#### [TRECHO FORNECIDO]
* * *
Metodologia Buscou-se trazer um olhar para o adjetivo saudável a partir da visão de saúde desenvolvida por Ayres (2009), ancorado na hermenêutica contemporânea em diálogo com Gadamer, Habermas e Ricoeur. Adicionalmente, recorre-se diretamente à ideia gadameriana de aplicação, trazendo este debate que está colocado de forma mais ampla no campo da Saúde Coletiva em outro momento sócio-histórico para refletir sobre uma questão do núcleo da alimentação e nutrição na atualidade.
Resultados e discussão Ayres é um dos autores da Saúde Coletiva que se opõe ao hegemônico paradigma biomédico para conceber a saúde. Aqui a saúde não é vista como um estado de equilíbrio, mas como uma reacomodação constante diante da experiência vivida, ou seja, a saúde é uma ideia a ser construída a cada momento por indivíduos localizados sócio-historicamente. Portanto, o autor propõe um olhar para a intersubjetividade e o encontro entre pessoa que cuida e pessoa cuidada no sentido de co-construir projetos de felicidade que devem nortear aquela ação. A partir de um olhar hermenêutico, não se pode definir a saúde de antemão, visando apenas o êxito técnico pautado por uma lógica técnico-científica, embora ele continue presente, mas há que se contemplar também o sucesso prático, ou seja, incluindo as implicações simbólicas, relacionais e materiais que as práticas de saúde tem para a vida dos sujeitos envolvidos nelas. Mas se a noção de saúde que guia cada encontro entre profissionais e usuários dos serviços não pode ser concebida a priori, aquilo que promove a saúde, ou o saudável, também não pode. É aqui que aparece um ruído na ideia de alimentação saudável. Embora a compreensão de alimentação saudável tenha mudado historicamente, hoje ela nos remete a uma ideia de basear-se em alimentos in natura e minimamente processados, em grande medida como efeito do Guia Alimentar para a População Brasileira. A partir dessa matriz, ainda que se passe por uma certa visão de valorização da cultura alimentar, há uma estruturação da alimentação conforme uma classificação dos alimentos segundo critérios de ordem técnico-científica. Ou seja, impera um horizonte normativo da alimentação saudável fundada majoritariamente pela racionalidade da ciência dos alimentos, notavelmente no que se refere ao seu processamento, e da epidemiologia, referenciais distintos do que se está propondo aqui para pensar a saúde. Não se quer negar o avanço que essa forma de conceber a alimentação representa em relação à concepção pregressa de reducionismo em torno dos nutrientes. No entanto, paradigmaticamente a concepção de alimentação saudável continua estruturada do mesmo modo: uma divisão entre o que é saudável e o que não é saudável aprioristicamente, o que está na contramão de uma compreensão hermenêutica de saúde.
* * *
#### [LINHAS FORNECIDAS]
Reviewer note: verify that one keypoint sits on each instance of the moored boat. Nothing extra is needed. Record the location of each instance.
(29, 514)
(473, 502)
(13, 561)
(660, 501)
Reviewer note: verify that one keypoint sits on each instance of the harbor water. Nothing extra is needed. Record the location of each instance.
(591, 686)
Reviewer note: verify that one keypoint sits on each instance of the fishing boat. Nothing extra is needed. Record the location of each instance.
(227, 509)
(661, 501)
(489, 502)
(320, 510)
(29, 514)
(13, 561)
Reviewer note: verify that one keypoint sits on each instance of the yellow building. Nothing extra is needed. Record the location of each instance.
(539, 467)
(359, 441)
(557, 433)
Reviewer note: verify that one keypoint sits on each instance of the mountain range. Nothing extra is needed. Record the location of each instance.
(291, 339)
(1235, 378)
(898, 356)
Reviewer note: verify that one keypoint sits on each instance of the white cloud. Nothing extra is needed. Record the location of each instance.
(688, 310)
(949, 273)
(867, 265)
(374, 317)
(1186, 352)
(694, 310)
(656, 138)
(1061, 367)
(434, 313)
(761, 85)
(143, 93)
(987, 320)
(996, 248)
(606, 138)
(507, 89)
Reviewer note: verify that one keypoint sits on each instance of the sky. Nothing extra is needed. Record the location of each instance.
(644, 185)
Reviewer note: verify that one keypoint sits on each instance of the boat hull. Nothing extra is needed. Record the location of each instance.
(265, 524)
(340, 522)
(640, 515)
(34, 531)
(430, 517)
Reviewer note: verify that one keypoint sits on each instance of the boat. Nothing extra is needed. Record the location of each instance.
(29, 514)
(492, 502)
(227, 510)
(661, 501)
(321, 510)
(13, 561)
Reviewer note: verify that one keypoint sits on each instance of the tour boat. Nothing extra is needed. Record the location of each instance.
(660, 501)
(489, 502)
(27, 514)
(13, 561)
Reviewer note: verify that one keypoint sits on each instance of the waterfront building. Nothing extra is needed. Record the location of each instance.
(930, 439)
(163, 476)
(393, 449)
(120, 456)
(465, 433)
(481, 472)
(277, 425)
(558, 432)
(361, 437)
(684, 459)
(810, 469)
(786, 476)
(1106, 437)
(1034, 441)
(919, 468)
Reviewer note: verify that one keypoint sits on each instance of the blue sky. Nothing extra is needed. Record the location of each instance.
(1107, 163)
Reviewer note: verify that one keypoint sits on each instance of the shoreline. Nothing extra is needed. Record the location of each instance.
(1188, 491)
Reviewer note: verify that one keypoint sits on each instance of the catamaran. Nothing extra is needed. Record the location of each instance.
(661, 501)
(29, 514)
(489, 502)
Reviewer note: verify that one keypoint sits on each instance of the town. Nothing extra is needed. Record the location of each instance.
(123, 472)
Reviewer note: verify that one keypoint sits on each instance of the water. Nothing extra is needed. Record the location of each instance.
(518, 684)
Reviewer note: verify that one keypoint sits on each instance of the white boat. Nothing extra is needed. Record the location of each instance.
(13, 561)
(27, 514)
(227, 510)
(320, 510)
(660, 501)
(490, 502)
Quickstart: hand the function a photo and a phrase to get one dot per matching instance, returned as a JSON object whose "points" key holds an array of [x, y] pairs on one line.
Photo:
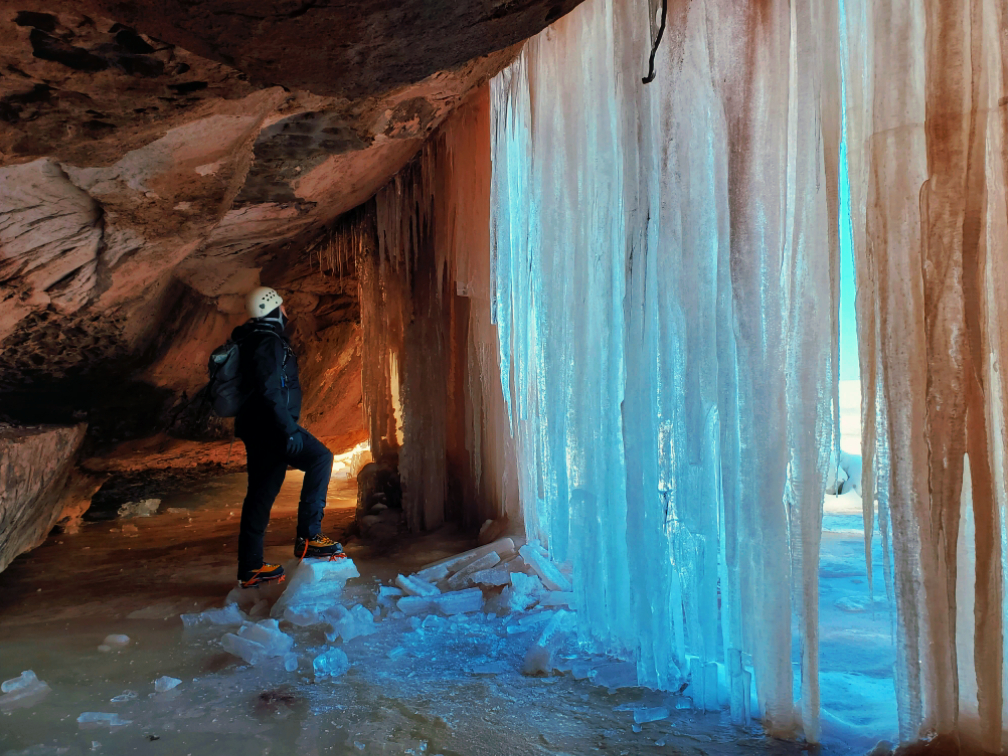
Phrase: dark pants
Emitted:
{"points": [[267, 467]]}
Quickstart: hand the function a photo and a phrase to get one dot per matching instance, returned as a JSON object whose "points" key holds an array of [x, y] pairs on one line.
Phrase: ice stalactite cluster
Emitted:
{"points": [[926, 132], [429, 340], [666, 271], [666, 267], [642, 350]]}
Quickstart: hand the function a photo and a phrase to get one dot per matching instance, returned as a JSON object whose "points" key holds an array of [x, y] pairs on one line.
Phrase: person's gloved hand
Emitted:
{"points": [[295, 444]]}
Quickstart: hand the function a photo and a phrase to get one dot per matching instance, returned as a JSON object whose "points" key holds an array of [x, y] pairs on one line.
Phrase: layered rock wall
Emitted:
{"points": [[34, 465]]}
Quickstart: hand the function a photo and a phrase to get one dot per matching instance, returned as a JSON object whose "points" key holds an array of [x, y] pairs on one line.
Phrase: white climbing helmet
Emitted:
{"points": [[261, 301]]}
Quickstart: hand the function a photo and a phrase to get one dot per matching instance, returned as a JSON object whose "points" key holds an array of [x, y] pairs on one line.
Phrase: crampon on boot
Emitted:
{"points": [[265, 574], [318, 547]]}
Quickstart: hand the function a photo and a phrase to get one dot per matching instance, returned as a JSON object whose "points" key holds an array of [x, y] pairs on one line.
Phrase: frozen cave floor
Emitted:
{"points": [[426, 684]]}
* * *
#### [TAREFA]
Dê continuidade ao trecho sobre a noção de alimentação saudável, começando logo após a frase que termina em "na contramão de uma compreensão hermenêutica de saúde".

#### [RESPOSTA]
Conclusões/Considerações finais Este ensaio não visa fazer uma contraposição destrutiva da visão de alimentação saudável que vem norteando as práticas, ações e políticas de saúde. Quer-se aqui problematiza essa visão colocando que concepções rígidas baseada em dicotomias sobre a saúde não dão conta da complexidade que é realizar o cuidado alimentar e nutricional na prática. Aqui pretende-se chamar atenção aos aspectos relacionais e subjetivos, mas se expandirmos a problematização para aspectos sociais e econômicos, a insuficiência da visão hegemônica de alimentação saudável, com foco nos alimentos e no seu processamento, se torna ainda mais evidente. A partir de uma visão hermenêutica da saúde, a noção de alimentação saudável não pode ter um sentido inequívoco, tampouco universal. Há que se permitir que os conhecimentos e sentidos práticos da alimentação na vida das pessoas esteja presente ao tratar de alimentação no encontro clínico, ou melhor, permitir que a alimentação seja um componente de produção deste encontro, e isso significa que uma classificação de alimentos não pode ser concebida como única forma legítima de compreender a alimentação como saudável.